== Source extract ==
──────
Gettysburg College

CS 221
Computer Organization and Assembly Language Programming

Fall 2025

Assignment 2

Due: Thu, Sep 11, by 11:59pm

Readings

Description

This assignment will focus on C++ and bitwise operations. There are two tasks:

Testing the Converter

Copy the following functions and use assertEquals for testing the code. This is similar to testing in JUnit. 

string to_string( const string& str )
{
	return str;
}

template<typename E1, typename E2>
void assertEquals( E1 a, E2 b )
{
	string strA = to_string( a );
	string strB = to_string( b );

	if ( strA != strB ) {
		cout << "failed: " << a << " != " << b << endl;
	}
}

Note that you will need to put at the very top: 

#include <iostream>
#include <string>
using namespace std;

Converter

Create C++ project called Converter with source file Converter.cpp and re-write all methods from Assignment 1 in C++.

Note the following:

Here are the C++ versions of the given Java code samples: 

char getSymbol(long digit)
{
    if (digit >= 0 && digit <= 9) {
        return (char)('0' + digit);
    }
    else {
        return (char)('A' + (digit - 10));
    }
}

long getValue(char symbol)
{
    if (symbol >= '0' && symbol <= '9') {
        return symbol - '0';
    }
    else {
        return (symbol - 'A') + 10;
    }
}

                               // no new, no =, just list key-value pairs
map<?, ?> theNameOfMap = { {key1, value1}, {key2, value2}, ... };

theNameOfMap[symbol] = value;   // CS111:  map[symbol] = value;

value = theNameOfMap[symbol];   // CS111:  value = map[symbol];

Bitset

Create C++ project called Bitset with source file Bitset.cpp.

Write class Bitset and test it in a main() function at the end of the file.

The class will have one data member of type unsigned short. This is 2 bytes and the bits are indexed from right-to-left (unlike strings or arrays): 

15            2 1 0
 x x x x .... x x x

Note: If you use variables for intermediate quantities, make them of type unsigned short.

Note: Avoid loops, arithmetic operators, and if where possible; comparison operators are fine.

Here is the list of required methods:

testing the Bitset

At the top add: 
#include <cassert>
Before main add the following function: 
unsigned short id( unsigned short value )
──────
== Dataset content ==
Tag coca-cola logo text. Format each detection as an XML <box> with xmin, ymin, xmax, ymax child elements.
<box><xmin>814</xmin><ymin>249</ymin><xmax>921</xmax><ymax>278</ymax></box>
──────
According to the assignment page, what type is the single data member of the Bitset class? The lines have no connection to the assignment page.

== Exercise output ==
unsigned short